== What is being asked ==
In the article on fake vaccination cards in the NFL, what share of vaccinated players did the league say received their shots on site?

== Document excerpt ==
NFL closes the book on other fake vaccination cards (until someone else doesn’t pay their live-in chef)

·3 min read

Buccaneers coach Bruce Arians, who found out the hard way this week that two of his current players had tendered fake vaccination cards to the team, gets it. He knows that the chances his roster is the only one having players who used fake vaccination cards falls somewhere below slim and none. And he hopes the league will fully and fairly search for other fake cards.

It’s more clear than ever that the league won’t be doing that, at least not until a claim of another fake vaccination card falls into its lap via a media report.

On Thursday, the NFL told PFT that 80 percent of all vaccinated players received their shots on site, and that the league was told by the other teams that there was no difference in positive COVID result rates between the 80 percent who got their shots on site and the 20 percent who got supposedly got vaccinated away from the building. Armed with that conclusion, the league apparently decided that there are no other fake vaccination cards, anywhere in the league.

== Material supplied ==

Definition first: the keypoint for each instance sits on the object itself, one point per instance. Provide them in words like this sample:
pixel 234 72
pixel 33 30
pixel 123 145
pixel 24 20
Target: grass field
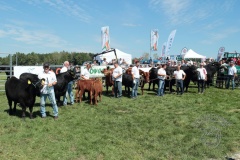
pixel 191 126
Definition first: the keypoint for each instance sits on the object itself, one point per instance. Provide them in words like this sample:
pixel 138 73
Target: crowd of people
pixel 48 86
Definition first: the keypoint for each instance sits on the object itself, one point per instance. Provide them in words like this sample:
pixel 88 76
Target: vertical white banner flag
pixel 220 52
pixel 105 38
pixel 164 49
pixel 154 39
pixel 183 51
pixel 170 41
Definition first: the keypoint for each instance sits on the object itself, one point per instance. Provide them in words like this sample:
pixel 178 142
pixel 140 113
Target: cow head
pixel 145 75
pixel 72 73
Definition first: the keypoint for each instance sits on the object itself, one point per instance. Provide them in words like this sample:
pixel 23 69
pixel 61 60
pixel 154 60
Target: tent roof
pixel 192 54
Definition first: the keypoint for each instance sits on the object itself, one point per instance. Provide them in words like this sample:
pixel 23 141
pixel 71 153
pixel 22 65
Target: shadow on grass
pixel 18 113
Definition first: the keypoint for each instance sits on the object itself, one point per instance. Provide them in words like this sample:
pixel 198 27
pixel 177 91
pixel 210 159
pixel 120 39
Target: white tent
pixel 192 54
pixel 111 55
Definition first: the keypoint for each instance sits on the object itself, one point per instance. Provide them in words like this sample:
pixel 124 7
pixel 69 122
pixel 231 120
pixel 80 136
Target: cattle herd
pixel 23 91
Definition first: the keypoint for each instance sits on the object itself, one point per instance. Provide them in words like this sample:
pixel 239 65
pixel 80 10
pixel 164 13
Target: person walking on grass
pixel 232 73
pixel 180 75
pixel 48 90
pixel 202 77
pixel 69 92
pixel 135 77
pixel 117 78
pixel 161 77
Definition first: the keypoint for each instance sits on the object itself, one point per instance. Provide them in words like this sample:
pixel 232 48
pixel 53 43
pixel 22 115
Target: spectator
pixel 232 73
pixel 161 77
pixel 202 77
pixel 85 73
pixel 135 76
pixel 185 63
pixel 69 92
pixel 180 75
pixel 95 63
pixel 77 71
pixel 117 78
pixel 104 62
pixel 120 61
pixel 124 62
pixel 150 60
pixel 48 90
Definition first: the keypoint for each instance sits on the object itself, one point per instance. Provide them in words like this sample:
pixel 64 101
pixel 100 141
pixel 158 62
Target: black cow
pixel 169 81
pixel 211 69
pixel 32 77
pixel 62 83
pixel 153 78
pixel 7 71
pixel 23 92
pixel 127 81
pixel 191 74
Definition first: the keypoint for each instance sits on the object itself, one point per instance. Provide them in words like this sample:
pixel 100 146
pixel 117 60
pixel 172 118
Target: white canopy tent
pixel 192 54
pixel 111 55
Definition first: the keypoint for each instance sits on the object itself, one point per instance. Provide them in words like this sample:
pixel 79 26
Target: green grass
pixel 169 127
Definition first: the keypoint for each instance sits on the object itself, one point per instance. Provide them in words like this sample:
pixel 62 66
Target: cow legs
pixel 149 85
pixel 31 109
pixel 106 89
pixel 10 112
pixel 80 96
pixel 77 95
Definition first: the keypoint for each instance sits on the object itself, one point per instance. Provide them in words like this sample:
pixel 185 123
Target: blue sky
pixel 44 26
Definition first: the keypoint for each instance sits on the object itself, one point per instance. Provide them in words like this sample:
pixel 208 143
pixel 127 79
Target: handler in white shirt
pixel 232 73
pixel 69 86
pixel 48 90
pixel 135 76
pixel 161 76
pixel 85 73
pixel 180 75
pixel 117 78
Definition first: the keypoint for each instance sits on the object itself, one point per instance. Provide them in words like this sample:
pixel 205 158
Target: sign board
pixel 18 70
pixel 95 71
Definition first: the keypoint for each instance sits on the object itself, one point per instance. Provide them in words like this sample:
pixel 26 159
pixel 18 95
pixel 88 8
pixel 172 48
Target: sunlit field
pixel 191 126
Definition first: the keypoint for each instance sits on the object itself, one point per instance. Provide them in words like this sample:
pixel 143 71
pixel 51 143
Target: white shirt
pixel 178 74
pixel 64 69
pixel 162 72
pixel 104 63
pixel 135 72
pixel 116 72
pixel 85 73
pixel 202 73
pixel 49 77
pixel 232 70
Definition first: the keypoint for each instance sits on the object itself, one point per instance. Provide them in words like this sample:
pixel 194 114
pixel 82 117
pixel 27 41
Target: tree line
pixel 54 58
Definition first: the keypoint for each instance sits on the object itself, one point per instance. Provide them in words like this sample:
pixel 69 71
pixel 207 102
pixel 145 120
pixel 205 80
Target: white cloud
pixel 32 37
pixel 68 7
pixel 189 11
pixel 215 37
pixel 130 25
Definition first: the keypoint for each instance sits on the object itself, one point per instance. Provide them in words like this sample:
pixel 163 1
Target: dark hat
pixel 46 64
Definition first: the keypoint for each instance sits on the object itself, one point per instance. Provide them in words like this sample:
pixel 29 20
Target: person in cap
pixel 135 77
pixel 202 77
pixel 117 79
pixel 232 73
pixel 69 92
pixel 85 73
pixel 77 71
pixel 48 90
pixel 180 75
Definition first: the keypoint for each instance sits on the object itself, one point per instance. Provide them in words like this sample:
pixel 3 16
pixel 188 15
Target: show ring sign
pixel 96 71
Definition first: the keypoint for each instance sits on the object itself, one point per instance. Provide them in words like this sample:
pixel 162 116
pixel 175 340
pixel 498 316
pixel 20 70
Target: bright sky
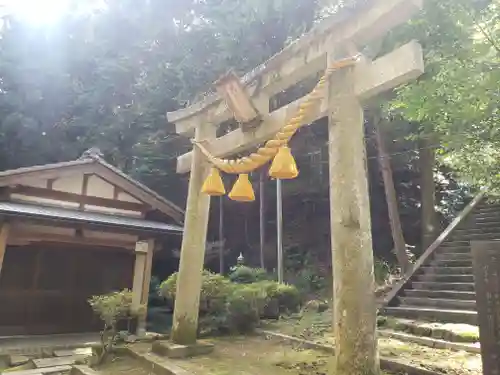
pixel 35 11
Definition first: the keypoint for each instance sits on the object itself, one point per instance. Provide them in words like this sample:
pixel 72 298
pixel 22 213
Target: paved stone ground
pixel 35 345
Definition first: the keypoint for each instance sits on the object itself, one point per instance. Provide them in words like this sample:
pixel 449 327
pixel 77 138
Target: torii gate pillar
pixel 356 348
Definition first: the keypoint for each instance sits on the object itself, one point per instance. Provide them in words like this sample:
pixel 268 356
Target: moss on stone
pixel 184 331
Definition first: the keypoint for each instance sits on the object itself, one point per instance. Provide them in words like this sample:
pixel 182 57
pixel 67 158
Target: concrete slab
pixel 18 360
pixel 71 352
pixel 83 370
pixel 39 371
pixel 58 361
pixel 171 350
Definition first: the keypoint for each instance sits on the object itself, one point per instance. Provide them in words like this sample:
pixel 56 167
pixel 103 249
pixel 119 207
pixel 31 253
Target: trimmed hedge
pixel 227 306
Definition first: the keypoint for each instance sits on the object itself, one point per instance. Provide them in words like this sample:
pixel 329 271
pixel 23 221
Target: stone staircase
pixel 441 288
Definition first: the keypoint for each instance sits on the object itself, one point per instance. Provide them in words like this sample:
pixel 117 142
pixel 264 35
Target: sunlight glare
pixel 38 12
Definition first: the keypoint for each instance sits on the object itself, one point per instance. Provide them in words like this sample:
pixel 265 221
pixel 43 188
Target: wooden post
pixel 185 322
pixel 352 256
pixel 262 217
pixel 142 278
pixel 392 200
pixel 4 234
pixel 428 192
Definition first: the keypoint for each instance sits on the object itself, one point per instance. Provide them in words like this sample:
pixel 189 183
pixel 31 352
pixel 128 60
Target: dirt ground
pixel 316 328
pixel 254 355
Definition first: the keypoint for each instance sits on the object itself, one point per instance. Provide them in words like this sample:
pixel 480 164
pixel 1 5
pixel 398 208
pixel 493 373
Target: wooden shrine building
pixel 72 230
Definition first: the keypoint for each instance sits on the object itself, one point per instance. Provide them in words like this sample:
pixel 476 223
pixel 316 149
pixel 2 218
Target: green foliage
pixel 245 275
pixel 456 100
pixel 227 306
pixel 111 309
pixel 214 289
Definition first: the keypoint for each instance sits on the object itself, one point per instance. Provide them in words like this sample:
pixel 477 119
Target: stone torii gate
pixel 335 38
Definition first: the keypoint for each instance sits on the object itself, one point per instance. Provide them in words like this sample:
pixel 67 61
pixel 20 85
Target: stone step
pixel 58 361
pixel 481 230
pixel 446 270
pixel 451 304
pixel 453 243
pixel 433 314
pixel 488 218
pixel 451 263
pixel 446 294
pixel 486 225
pixel 453 256
pixel 446 278
pixel 431 285
pixel 487 207
pixel 40 371
pixel 453 249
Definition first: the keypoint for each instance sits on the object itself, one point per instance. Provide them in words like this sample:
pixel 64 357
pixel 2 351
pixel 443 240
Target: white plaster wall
pixel 127 198
pixel 72 184
pixel 112 211
pixel 43 201
pixel 111 236
pixel 97 187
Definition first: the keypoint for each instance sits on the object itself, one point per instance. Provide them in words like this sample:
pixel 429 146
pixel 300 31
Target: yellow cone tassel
pixel 213 185
pixel 242 190
pixel 284 166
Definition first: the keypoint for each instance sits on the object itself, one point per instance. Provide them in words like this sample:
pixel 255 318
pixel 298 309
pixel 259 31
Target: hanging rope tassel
pixel 242 190
pixel 284 166
pixel 213 185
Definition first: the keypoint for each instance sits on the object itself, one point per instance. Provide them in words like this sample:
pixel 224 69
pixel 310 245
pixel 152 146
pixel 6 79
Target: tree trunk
pixel 262 217
pixel 356 350
pixel 392 200
pixel 187 303
pixel 428 192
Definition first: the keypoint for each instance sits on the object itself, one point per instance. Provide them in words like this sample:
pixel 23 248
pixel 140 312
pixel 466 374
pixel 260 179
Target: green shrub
pixel 280 298
pixel 244 307
pixel 227 306
pixel 113 308
pixel 214 289
pixel 247 275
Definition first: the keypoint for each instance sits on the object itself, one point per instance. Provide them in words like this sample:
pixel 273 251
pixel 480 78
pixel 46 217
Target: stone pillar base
pixel 171 350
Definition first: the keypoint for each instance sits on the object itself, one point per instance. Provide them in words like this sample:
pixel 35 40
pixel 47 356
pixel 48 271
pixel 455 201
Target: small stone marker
pixel 486 264
pixel 171 350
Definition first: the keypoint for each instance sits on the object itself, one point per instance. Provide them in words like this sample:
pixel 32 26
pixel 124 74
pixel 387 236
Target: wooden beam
pixel 85 187
pixel 4 235
pixel 392 70
pixel 24 237
pixel 302 58
pixel 151 198
pixel 77 198
pixel 50 183
pixel 56 172
pixel 386 72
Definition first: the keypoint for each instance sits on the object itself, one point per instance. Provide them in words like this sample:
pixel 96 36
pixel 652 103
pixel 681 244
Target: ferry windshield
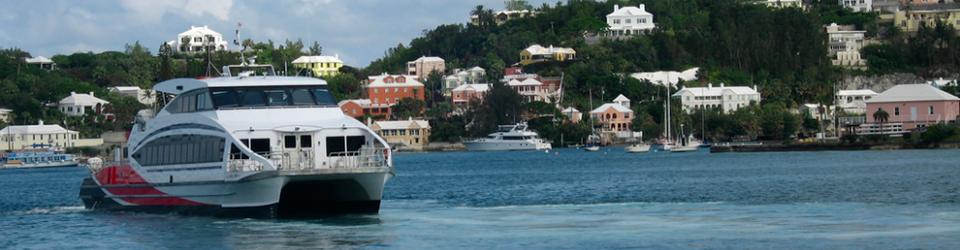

== Output for this task ==
80 percent